## EXERCISE INSTRUCTIONS
How many lines in the items below contain the string "taillight"? Reply with the number alone.

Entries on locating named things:
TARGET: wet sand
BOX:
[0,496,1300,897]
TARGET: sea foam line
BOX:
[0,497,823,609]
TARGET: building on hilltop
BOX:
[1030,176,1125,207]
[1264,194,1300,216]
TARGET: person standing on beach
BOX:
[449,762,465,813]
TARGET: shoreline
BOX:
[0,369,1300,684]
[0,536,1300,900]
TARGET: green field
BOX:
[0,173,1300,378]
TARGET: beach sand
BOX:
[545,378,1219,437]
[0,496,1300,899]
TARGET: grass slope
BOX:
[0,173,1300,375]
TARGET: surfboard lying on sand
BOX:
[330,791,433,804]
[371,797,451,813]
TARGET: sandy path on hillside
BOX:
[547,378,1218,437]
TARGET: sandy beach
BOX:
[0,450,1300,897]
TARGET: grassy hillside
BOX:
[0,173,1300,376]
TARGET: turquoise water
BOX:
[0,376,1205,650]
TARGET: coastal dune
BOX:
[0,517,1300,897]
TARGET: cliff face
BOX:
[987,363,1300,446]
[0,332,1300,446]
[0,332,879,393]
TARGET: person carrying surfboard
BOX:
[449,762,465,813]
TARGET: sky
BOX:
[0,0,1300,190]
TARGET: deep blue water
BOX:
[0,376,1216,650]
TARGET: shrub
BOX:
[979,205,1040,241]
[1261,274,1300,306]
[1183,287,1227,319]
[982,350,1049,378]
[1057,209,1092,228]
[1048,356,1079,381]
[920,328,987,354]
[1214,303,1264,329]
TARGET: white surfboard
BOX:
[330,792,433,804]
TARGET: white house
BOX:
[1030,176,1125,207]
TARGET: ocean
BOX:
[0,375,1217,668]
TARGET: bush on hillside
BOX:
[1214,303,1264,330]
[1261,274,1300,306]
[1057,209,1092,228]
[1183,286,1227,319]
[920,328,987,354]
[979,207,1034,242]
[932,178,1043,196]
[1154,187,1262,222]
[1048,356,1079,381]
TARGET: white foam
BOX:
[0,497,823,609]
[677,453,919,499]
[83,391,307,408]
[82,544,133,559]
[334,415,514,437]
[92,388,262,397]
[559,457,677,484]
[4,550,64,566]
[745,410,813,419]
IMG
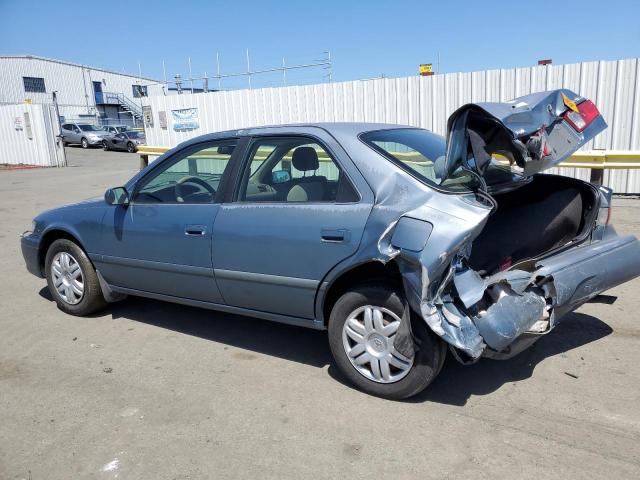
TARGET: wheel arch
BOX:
[318,259,403,327]
[38,227,87,274]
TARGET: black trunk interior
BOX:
[469,175,597,273]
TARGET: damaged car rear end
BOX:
[340,90,640,398]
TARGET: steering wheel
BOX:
[173,175,216,203]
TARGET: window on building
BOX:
[131,85,147,98]
[22,77,46,93]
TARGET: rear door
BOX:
[213,131,373,319]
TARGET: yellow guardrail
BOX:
[138,145,640,170]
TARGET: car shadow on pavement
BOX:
[53,290,331,368]
[410,312,613,406]
[40,287,613,406]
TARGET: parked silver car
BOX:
[22,90,640,398]
[60,123,110,148]
[102,130,146,153]
[102,125,132,135]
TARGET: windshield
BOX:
[361,128,478,192]
[78,123,104,132]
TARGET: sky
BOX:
[0,0,640,88]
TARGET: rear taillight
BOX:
[564,100,600,132]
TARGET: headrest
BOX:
[291,147,320,172]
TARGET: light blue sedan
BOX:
[22,90,640,398]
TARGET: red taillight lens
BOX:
[564,100,600,132]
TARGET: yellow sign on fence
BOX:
[420,63,433,76]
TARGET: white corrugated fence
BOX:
[0,104,65,167]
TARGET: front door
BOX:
[98,140,236,303]
[213,136,371,319]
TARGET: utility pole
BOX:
[282,57,287,87]
[216,52,222,90]
[247,48,251,90]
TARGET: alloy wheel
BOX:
[342,305,414,383]
[51,252,84,305]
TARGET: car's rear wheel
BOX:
[329,285,446,399]
[45,239,106,316]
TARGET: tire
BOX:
[328,285,447,400]
[45,239,107,316]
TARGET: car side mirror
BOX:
[104,187,129,205]
[271,170,291,184]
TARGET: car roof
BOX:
[175,122,418,146]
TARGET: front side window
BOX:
[133,140,237,204]
[239,137,359,203]
[22,77,47,93]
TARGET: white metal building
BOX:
[0,55,163,123]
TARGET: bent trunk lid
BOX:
[445,89,607,180]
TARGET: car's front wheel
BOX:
[329,285,446,399]
[45,239,106,316]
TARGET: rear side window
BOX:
[238,137,359,203]
[360,128,477,192]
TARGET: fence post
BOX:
[589,168,604,186]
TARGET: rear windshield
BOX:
[360,128,477,192]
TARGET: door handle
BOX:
[320,228,351,243]
[184,225,207,237]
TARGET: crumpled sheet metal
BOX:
[475,292,547,352]
[444,89,607,175]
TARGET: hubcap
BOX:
[51,252,84,305]
[342,305,413,383]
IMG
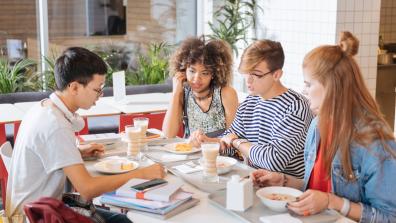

## CORRECT RESULT
2